O antipetismo envelheceu (mas continua hype), por Julian Rodrigues

Desqualificar o maior Partido de esquerda do país não é exclusividade da direita: é esporte praticado também por certos setores progressistas que querem soar modernos e limpinhos

Lula (Ricardo Stuckert)
Escrito en OPINIÃO el

Certos intelectuais de esquerda vivem hoje um paradoxo: pretendem soar militantes, mas fazer análises críticas e pretensamente objetivas sobre o maior Partido de esquerda do país, em plena campanha eleitoral. Do alto de suas torres de marfim, não apresentam alternativas e não fazem mediações.  Praticam tiro ao alvo contra o PT: música aos ouvidos das elianes cantanhedes e mervais da vida.

Esse é  o caso do artigo de Rudá Ricci,  presidente do Instituto Cultiva (ONG mineira)  que atua “no aprimoramento da gestão pública e  apresenta uma fórmula relativamente simples para se construir um bom governo municipal, com dois componentes básicos: primeiro, ouvir – e negociar com – os cidadãos, atender suas demandas e, em segundo lugar, qualificar os servidores públicos; também sugere  a ong de Ricci (especializada em EAD e cursos de gestão pública)   que “o prefeito pode criar é a Escola da Cidadania. Em que se forma professores e organiza cursos regulares para conselheiros e lideranças de bairro.”

Rudá, sociólogo, ex-militante orgânico (e orgulhoso, a levar em conta sua biografia na Wikipedia) do PT, escreve platitudes como se estivesse nos apresentando a descoberta da pólvora. Quem o lê, não é informado que há quase três décadas estudiosos, tendências internas, dirigentes   apontam e criticam as mudanças estratégicas, táticas e organizativas que têm ocorrido no Partido. 

Certamente Ricci não desconhece o rico debate que é travado no interior do PT, a cada Congresso, a cada processo de eleição interna.  Se for um estudioso sério do PT ou um militante partidário, o autor não ignora a disputa interna complexa, permanente - nem toda a rica elaboração que as correntes da chamada esquerda petista constroem desde sempre. Aliás, mesmo entre a maioria da direção moderada, há contradições e matizes, bem mais ricos que a caricatura desenhada por Rudá.

Sinto muito, mas não dá para levar a sério um artigo que traz afirmações do tipo: “a base passou a ser menos exigente e mais idólatra. De sujeito da construção do PT, passou a ser objeto das manipulações marqueteiras”. 

 Pergunto: isso é fruto de uma pesquisa etnográfica ou sociológica? É observação empírica do autor? Faz parte de reflexões de alguém que é militante de esquerda, atua nos territórios e conhece as pessoas organizadas nas bases do PT? Ou é puro chute de presidente de um presidente de ONG especializada em dar curso de gestão pública?

Reparem: é fato que o PT vive dilemas, tem déficit de elaboração programática, sofre por não ter formado novos quadros, têm direções aquém do desafio de liderar a oposição ao neofascismo bolsonarista. Mas, isso tudo é sabido. E são temas debatidos intensamente no interior do Partido.

Falta dialética, falta mediação, falta conhecimento de causa no artigo de Ricci. O autor, aliás, é apoiador do PSOL em São Paulo e faz campanha para que o PT retire a candidatura de Jilmar. Nada é gratuito nessa terra redonda, né?

Tarefa proposta
Segundo o texto de apoio, Rudá Ricci preside qual instituto? Os registros vêm de uma fonte diferente da do texto de apoio.

Registros fornecidos

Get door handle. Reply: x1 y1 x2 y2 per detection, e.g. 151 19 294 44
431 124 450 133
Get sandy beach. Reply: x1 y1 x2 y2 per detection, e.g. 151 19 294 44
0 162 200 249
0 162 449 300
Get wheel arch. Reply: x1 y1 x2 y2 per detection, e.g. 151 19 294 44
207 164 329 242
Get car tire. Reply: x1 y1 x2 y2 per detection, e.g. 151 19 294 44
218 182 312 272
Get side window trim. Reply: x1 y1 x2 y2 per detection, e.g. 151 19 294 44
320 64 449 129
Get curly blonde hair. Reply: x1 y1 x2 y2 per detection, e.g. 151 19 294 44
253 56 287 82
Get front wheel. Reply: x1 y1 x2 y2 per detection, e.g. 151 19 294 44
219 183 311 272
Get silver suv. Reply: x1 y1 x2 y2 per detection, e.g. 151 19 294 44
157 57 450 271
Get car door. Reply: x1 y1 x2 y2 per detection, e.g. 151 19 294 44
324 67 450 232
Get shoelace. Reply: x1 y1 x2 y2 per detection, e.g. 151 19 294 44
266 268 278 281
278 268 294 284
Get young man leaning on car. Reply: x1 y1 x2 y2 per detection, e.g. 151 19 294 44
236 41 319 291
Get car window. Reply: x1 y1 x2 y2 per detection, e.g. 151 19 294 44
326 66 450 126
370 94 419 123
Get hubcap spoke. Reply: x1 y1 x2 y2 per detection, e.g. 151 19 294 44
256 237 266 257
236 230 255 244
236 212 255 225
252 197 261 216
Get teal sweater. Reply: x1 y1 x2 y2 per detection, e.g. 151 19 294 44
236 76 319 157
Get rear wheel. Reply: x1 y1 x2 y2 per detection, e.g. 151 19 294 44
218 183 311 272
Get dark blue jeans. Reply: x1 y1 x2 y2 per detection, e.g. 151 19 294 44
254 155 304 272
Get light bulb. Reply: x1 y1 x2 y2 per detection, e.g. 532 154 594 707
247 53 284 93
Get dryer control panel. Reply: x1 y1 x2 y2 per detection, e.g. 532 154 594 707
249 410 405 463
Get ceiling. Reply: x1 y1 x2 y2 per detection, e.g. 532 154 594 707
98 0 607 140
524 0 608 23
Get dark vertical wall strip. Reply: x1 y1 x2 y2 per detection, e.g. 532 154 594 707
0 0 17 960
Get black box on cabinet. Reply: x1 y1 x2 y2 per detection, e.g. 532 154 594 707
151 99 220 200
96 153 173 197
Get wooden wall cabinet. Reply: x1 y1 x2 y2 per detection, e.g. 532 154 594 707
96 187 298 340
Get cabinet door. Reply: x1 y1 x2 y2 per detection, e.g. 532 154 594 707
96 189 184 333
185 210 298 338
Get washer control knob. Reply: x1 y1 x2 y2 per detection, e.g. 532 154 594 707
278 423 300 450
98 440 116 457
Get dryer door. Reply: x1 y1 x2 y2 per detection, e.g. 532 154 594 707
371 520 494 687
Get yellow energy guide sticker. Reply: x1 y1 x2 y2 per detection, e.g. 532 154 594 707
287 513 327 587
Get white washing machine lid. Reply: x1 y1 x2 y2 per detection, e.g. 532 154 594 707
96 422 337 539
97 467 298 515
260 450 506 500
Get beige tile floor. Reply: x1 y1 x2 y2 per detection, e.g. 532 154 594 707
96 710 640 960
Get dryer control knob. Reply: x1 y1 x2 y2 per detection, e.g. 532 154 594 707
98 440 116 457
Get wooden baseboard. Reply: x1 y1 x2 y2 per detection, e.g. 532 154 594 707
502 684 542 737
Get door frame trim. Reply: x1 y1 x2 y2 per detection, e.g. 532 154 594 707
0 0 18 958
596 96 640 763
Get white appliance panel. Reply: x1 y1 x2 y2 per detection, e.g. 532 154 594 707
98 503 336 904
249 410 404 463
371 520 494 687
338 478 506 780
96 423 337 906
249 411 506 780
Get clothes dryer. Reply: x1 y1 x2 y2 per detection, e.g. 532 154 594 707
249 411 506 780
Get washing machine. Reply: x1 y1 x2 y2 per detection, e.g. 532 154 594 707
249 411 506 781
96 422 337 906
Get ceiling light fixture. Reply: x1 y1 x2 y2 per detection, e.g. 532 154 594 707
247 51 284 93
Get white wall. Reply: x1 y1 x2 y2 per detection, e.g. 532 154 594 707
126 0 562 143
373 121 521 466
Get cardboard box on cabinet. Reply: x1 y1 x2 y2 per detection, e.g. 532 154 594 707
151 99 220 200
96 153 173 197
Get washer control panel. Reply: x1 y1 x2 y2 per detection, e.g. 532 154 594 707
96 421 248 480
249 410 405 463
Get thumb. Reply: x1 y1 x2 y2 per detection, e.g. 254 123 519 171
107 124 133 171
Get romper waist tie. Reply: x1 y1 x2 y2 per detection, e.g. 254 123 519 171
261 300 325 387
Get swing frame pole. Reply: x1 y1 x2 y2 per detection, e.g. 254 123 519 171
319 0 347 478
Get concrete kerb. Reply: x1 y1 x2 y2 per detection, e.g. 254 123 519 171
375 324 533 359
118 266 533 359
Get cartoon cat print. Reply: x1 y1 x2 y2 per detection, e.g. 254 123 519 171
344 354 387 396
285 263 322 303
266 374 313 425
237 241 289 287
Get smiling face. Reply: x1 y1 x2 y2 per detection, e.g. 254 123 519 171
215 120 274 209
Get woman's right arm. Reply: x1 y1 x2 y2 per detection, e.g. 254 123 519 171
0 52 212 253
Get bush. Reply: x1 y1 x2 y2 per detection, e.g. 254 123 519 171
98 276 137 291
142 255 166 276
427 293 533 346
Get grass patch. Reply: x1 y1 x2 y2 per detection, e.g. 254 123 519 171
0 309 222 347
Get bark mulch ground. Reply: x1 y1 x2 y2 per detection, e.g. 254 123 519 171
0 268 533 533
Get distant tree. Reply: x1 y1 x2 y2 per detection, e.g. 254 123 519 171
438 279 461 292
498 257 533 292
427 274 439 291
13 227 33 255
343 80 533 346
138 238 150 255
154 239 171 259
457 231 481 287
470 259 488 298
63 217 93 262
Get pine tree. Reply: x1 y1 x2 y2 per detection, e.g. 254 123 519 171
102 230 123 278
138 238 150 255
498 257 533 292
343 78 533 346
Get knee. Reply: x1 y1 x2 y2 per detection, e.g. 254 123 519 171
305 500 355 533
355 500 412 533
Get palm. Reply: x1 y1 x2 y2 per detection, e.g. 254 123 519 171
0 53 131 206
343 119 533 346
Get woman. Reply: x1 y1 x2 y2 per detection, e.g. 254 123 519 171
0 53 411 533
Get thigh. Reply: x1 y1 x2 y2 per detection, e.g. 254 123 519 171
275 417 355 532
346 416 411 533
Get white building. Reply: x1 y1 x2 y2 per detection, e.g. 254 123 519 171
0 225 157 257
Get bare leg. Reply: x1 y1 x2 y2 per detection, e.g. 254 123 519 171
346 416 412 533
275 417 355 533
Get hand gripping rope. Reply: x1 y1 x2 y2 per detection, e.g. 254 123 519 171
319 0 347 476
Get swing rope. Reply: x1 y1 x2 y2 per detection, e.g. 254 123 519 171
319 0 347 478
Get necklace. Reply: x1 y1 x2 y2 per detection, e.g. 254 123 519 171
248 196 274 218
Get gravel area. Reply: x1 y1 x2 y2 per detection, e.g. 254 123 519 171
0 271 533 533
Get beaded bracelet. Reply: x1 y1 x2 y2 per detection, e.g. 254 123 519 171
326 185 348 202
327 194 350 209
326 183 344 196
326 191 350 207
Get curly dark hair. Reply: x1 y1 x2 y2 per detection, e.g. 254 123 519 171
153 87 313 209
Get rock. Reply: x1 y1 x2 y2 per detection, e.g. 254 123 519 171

--

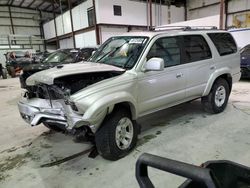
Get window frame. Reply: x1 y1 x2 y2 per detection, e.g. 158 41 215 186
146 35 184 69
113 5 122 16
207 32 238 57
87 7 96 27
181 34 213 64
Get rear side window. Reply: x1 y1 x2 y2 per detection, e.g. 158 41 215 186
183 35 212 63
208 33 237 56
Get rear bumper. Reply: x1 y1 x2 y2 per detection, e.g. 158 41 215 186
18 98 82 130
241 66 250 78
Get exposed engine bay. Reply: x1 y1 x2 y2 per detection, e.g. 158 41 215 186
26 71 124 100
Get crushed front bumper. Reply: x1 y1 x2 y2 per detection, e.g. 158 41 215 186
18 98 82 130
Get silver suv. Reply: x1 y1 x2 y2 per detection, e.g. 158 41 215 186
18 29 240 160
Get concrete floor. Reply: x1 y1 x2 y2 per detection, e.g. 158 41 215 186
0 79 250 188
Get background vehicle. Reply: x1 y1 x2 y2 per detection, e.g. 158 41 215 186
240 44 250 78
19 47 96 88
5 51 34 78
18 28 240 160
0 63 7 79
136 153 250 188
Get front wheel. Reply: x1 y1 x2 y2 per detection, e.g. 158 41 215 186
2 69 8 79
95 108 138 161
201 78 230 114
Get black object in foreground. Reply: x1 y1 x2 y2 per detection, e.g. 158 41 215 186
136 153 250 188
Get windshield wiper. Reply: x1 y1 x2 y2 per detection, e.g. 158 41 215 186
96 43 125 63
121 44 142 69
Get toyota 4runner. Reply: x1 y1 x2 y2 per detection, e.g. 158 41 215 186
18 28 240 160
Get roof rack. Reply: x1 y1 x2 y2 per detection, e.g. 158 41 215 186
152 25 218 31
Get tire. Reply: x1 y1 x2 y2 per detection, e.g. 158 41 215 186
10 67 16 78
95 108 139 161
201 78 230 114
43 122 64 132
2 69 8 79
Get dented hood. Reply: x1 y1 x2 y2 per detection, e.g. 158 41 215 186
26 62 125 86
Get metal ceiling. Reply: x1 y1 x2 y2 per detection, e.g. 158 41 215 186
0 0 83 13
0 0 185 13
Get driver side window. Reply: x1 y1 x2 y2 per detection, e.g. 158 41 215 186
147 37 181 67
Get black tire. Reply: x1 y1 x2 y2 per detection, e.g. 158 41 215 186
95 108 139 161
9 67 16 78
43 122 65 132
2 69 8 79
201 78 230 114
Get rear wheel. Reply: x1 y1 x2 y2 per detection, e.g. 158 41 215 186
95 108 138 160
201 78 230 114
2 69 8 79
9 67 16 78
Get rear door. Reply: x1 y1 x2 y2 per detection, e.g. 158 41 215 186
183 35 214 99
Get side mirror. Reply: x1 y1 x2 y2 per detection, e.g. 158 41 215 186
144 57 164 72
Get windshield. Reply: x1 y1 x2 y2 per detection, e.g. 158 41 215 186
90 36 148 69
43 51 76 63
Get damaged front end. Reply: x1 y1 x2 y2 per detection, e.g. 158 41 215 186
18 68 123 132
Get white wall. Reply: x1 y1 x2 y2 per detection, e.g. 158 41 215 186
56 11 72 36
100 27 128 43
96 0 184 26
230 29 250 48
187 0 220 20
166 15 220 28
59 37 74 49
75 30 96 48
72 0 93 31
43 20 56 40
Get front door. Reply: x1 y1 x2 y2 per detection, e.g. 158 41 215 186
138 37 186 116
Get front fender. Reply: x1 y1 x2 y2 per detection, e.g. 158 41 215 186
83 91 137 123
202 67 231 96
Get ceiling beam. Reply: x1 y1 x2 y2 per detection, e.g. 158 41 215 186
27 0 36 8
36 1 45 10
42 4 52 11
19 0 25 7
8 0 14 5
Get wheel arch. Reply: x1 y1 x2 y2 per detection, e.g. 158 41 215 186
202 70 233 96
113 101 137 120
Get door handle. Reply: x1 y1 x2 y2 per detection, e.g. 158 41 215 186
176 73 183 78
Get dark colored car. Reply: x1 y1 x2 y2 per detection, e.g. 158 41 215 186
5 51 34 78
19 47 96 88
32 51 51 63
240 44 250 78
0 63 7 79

Resposta escrita
O Instituto Cultiva, uma ONG mineira.